▶ Task item:
Repeat the entries exactly but omit the pictures.

▶ Data:
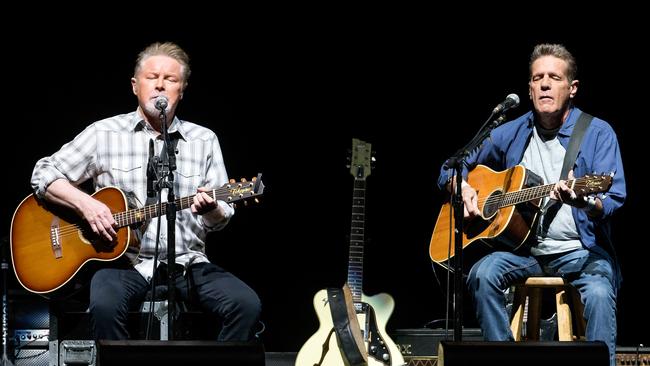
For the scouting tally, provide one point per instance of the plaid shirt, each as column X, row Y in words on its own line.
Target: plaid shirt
column 115, row 151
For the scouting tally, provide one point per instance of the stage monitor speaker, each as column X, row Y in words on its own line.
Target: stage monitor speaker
column 523, row 353
column 167, row 353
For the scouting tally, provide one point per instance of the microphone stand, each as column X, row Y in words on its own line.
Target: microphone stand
column 456, row 162
column 5, row 324
column 171, row 224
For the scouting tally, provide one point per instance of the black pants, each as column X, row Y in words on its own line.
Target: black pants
column 113, row 292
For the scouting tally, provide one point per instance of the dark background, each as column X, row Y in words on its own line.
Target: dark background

▶ Solution to this task:
For the scouting tally, provide one point per instance of the plaid shirt, each as column X, row Y in words on its own line.
Target: plaid shirt
column 115, row 151
For the scouting tally, provide one point per instance of the stage monitor speaker, each as column X, row Y in words on its own line.
Target: stage monitor speaker
column 523, row 353
column 167, row 353
For the scouting tally, provide one point per instance of the microphone stand, each as column X, row Y in words on its own line.
Target: microphone stand
column 456, row 162
column 5, row 324
column 171, row 224
For the scouting tally, provide one point per instance of the black pants, each as column X, row Y in words on its own line.
Target: black pants
column 113, row 292
For the scouting tally, provide one point per instance of the dark background, each as column X, row Y in words on its own line.
Target: dark background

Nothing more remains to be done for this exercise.